[[ Provided data, beginning ]]
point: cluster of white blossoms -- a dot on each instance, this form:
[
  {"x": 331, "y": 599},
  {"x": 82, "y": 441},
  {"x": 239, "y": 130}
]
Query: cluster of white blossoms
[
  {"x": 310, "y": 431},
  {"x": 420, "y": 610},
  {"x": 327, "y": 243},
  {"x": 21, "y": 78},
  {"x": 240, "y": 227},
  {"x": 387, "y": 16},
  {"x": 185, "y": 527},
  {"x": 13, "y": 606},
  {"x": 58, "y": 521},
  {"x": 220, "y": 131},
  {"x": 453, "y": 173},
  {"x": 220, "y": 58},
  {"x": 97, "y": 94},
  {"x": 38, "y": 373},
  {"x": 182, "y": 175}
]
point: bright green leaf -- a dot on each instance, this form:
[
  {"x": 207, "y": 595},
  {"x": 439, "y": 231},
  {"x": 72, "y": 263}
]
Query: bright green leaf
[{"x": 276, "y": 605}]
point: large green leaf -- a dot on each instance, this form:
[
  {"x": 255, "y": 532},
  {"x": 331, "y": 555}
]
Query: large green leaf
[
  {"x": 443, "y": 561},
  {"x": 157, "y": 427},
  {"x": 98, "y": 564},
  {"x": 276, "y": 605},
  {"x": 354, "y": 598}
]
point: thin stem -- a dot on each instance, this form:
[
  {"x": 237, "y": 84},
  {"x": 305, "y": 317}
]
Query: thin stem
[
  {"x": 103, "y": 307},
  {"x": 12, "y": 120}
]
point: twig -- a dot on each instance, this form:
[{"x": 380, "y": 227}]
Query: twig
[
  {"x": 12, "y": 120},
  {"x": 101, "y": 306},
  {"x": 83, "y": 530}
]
[[ Provided data, end ]]
▸ Task requirements
Within the records above, each line containing "this" is to be returned.

▸ Answer for the task
point: cluster of white blossoms -- a dot on each instance, this form:
point: bright green leaf -- a dot on each instance, this form:
point: large green leaf -- a dot on each instance, this form:
point: thin stem -- a dot on each instance, this form:
point: twig -- a dot on each instance, this form:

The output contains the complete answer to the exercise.